#### WHAT IS BEING ASKED:
Copy exactly the lines from the "Return the outline" line to the end, both included, and nothing else.

#### RECORDS PROVIDED:
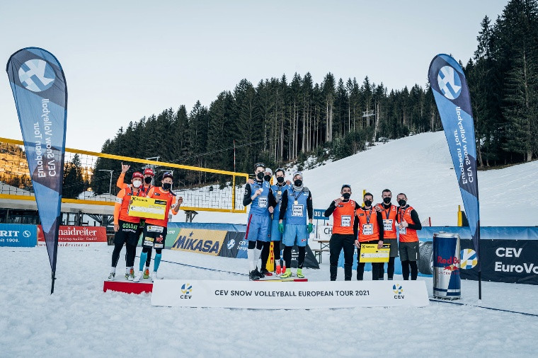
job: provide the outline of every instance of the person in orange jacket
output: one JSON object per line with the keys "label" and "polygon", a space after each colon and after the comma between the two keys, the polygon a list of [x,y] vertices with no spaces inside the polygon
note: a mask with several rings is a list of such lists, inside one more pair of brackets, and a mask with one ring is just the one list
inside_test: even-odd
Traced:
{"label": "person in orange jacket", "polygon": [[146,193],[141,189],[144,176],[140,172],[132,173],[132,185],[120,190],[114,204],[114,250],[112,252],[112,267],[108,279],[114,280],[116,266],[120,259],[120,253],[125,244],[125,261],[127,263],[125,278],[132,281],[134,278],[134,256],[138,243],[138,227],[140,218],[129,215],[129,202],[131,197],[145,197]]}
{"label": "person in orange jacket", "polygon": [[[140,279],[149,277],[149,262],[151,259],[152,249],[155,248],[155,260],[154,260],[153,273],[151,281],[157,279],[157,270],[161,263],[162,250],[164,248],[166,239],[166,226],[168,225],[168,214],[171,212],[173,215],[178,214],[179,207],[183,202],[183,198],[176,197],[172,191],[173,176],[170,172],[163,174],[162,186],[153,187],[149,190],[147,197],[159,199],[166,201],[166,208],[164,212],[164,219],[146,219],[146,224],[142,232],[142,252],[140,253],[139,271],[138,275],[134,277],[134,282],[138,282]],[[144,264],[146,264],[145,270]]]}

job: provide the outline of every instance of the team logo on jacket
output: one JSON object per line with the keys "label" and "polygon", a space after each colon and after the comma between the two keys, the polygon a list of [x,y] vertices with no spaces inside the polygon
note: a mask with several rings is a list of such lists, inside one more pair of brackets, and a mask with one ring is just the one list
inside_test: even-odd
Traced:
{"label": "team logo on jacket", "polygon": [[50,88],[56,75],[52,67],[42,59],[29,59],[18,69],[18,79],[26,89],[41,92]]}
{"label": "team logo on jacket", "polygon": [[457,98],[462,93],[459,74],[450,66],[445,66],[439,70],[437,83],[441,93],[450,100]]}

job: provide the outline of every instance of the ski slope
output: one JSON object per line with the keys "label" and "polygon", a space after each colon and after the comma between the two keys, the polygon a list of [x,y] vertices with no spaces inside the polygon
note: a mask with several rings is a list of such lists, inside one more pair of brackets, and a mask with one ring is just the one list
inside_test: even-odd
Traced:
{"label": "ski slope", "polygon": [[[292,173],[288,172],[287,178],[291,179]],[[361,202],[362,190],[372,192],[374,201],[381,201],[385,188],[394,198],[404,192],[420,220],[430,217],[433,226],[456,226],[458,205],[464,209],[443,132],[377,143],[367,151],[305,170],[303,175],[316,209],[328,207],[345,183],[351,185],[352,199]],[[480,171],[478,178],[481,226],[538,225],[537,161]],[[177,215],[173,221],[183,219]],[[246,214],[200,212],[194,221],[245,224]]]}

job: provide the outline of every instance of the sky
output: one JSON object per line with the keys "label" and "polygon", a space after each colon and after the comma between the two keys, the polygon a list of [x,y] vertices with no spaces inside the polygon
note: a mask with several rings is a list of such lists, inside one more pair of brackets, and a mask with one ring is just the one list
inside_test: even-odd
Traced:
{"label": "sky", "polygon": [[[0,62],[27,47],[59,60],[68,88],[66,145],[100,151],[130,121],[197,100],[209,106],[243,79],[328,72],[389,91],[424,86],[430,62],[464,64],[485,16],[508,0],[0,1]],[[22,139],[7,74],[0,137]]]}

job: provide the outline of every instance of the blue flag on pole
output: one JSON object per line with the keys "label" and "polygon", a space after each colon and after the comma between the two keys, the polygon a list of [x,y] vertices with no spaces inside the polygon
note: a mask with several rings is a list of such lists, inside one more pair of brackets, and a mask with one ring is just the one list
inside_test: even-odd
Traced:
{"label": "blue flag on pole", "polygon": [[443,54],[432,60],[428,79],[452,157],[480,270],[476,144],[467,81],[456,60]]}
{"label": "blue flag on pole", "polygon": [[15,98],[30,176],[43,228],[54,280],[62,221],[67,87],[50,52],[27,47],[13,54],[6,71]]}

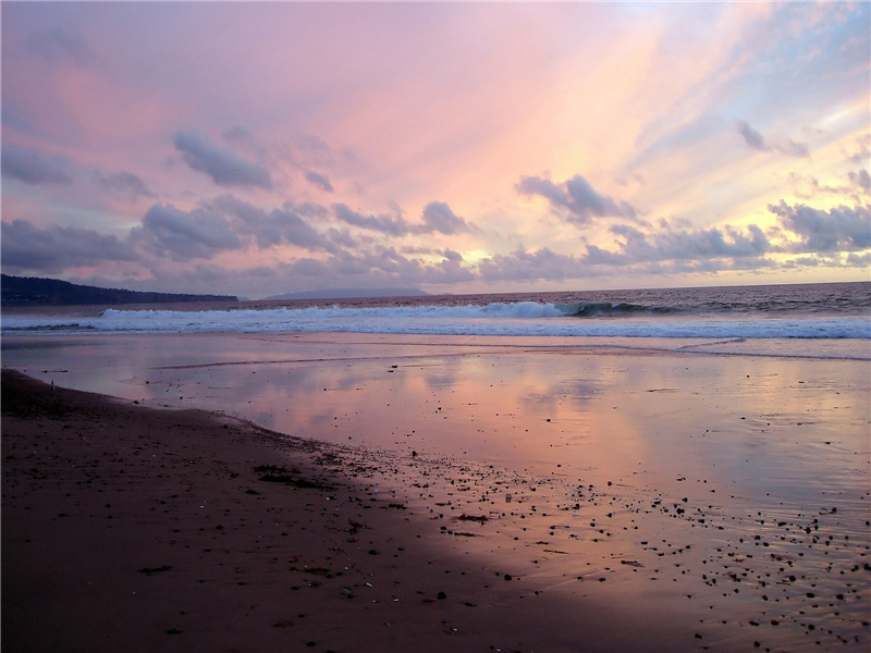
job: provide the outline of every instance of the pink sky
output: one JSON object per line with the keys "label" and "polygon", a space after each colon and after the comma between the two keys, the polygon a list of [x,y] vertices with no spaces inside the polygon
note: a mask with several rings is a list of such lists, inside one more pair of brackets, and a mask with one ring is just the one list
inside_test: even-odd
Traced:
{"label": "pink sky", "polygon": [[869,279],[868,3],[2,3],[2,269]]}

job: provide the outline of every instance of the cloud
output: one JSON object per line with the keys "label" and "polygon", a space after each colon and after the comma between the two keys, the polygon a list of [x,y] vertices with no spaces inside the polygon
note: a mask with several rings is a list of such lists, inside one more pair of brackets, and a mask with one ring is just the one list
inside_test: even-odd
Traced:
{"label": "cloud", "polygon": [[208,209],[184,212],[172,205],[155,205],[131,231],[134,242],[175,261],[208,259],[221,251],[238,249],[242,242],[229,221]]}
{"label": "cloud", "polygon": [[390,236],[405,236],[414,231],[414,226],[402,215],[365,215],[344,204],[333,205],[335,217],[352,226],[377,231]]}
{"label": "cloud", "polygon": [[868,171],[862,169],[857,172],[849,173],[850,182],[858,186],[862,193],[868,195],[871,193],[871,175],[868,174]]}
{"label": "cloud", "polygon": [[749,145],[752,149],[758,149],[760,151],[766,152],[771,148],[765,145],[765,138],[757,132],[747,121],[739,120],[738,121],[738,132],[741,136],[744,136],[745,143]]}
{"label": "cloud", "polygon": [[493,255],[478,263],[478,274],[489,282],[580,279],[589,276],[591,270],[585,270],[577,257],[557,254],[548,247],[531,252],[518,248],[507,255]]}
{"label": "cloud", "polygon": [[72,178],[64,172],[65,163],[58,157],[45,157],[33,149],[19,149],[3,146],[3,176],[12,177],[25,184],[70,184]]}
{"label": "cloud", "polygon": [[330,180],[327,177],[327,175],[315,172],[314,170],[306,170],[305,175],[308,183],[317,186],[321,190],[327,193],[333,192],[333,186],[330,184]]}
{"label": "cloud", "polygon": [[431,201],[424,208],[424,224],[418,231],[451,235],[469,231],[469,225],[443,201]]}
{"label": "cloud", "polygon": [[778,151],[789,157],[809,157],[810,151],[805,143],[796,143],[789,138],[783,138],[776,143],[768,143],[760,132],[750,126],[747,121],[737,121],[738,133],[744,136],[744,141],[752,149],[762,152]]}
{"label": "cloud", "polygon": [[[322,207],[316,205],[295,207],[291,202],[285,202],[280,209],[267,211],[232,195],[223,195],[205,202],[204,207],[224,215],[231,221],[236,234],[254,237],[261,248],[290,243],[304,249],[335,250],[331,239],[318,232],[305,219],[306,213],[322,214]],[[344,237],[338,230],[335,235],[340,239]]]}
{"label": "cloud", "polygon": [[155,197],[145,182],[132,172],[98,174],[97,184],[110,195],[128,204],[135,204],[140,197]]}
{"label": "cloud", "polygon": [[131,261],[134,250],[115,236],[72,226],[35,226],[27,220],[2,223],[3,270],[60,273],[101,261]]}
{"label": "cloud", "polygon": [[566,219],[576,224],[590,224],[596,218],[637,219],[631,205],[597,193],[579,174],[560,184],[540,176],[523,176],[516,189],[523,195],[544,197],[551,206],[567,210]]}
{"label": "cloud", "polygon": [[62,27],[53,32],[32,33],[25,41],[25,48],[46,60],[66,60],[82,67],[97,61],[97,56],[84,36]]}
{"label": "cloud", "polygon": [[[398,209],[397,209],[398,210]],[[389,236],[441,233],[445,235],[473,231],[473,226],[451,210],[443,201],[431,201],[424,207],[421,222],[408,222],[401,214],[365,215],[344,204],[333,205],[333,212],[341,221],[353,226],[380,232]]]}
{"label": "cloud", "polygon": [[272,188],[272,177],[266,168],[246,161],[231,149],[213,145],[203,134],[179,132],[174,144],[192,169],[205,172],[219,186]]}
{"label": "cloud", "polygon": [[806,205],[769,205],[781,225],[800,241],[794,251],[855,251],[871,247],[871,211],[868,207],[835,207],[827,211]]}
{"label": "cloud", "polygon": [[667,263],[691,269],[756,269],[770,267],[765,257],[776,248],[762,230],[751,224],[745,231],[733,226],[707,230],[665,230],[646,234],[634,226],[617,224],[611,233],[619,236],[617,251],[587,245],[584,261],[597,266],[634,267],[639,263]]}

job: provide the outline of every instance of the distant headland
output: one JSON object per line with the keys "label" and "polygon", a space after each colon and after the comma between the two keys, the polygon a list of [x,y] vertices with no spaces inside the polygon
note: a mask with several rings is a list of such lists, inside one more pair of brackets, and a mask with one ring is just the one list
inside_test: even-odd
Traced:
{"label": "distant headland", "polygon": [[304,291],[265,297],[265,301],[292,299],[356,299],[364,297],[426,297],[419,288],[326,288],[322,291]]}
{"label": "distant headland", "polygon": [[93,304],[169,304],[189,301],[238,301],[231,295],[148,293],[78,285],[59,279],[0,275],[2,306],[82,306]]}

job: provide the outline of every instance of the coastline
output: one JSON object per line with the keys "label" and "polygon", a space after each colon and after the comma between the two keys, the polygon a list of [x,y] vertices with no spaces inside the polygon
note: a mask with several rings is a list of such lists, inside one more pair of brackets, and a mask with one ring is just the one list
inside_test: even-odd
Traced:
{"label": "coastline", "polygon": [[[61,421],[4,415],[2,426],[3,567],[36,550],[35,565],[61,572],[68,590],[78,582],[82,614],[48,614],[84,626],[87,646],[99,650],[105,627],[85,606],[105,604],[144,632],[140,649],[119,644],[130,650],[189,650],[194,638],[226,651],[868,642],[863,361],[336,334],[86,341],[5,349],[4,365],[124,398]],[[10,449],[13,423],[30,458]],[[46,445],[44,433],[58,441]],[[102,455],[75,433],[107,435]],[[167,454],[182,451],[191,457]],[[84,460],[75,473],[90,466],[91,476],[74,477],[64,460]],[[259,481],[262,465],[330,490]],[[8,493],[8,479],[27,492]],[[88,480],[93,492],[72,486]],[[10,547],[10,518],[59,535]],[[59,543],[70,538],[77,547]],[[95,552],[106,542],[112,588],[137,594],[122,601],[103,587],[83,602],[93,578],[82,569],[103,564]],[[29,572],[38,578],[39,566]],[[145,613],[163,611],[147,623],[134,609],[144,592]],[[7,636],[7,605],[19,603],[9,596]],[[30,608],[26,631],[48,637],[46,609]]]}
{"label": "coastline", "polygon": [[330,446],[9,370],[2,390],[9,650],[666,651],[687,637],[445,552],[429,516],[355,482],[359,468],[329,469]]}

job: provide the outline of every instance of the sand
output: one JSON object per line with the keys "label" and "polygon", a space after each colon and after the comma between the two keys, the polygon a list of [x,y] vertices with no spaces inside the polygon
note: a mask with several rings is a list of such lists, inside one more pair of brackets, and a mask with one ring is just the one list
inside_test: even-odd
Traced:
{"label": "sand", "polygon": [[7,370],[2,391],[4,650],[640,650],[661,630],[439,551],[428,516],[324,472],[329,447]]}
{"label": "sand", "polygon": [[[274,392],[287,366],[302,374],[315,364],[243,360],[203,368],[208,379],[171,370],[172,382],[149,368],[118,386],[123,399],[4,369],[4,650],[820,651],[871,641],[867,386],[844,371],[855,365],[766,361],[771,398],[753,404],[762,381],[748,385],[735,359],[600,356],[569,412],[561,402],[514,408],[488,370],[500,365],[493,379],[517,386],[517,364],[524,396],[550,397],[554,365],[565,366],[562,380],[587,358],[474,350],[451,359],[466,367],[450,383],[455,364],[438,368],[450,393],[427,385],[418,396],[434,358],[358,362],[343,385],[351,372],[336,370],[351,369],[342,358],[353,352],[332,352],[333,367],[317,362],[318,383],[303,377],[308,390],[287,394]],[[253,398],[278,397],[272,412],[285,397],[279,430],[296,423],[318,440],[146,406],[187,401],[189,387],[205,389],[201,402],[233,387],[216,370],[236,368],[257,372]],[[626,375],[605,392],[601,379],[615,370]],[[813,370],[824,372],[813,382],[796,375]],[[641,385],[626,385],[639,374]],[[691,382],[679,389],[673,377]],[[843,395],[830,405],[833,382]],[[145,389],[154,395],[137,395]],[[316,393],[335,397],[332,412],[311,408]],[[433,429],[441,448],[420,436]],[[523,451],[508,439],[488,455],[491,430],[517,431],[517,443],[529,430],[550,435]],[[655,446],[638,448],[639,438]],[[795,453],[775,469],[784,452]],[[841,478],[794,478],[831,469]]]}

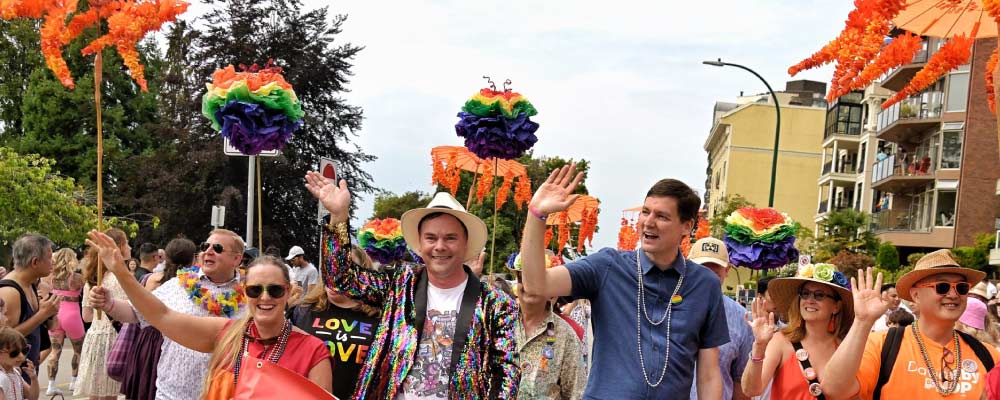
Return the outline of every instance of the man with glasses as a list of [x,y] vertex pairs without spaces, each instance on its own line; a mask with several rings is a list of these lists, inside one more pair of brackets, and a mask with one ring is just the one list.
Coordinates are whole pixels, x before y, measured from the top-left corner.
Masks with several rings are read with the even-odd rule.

#### OUTPUT FOR THIS EXERCISE:
Return the outline of every instance of the man with glasses as a list of [x,y] vertex pairs without spaces, each instance on its own line; a mask with several rings is a list of these lists, inside one more pair of brackets, and a mask with one ring is just the one list.
Coordinates are whole pixels, x before y, measured from the top-left corner.
Masks with several rings are read with the even-odd rule.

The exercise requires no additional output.